Description of the task — Copy every line of the listing below, requests included, and raise each bounding-box coordinate in the answers by 53. Leave the numbers in the requests and their format samples unchanged.

Extracted information —
-- BEGIN --

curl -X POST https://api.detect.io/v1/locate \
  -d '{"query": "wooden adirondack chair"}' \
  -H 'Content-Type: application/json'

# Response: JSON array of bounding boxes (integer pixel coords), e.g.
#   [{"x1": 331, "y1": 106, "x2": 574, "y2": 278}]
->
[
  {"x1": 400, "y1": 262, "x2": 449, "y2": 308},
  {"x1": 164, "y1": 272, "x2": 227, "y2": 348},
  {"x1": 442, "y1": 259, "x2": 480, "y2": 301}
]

-- END --

The output —
curl -X POST https://api.detect.io/v1/locate \
  -d '{"query": "wooden adirondack chair"}' \
  -H 'Content-Type: application/json'

# Response: JSON array of bounding boxes (integer pixel coords), e.g.
#   [{"x1": 331, "y1": 106, "x2": 574, "y2": 278}]
->
[
  {"x1": 453, "y1": 315, "x2": 502, "y2": 361},
  {"x1": 217, "y1": 325, "x2": 280, "y2": 401},
  {"x1": 495, "y1": 312, "x2": 533, "y2": 354}
]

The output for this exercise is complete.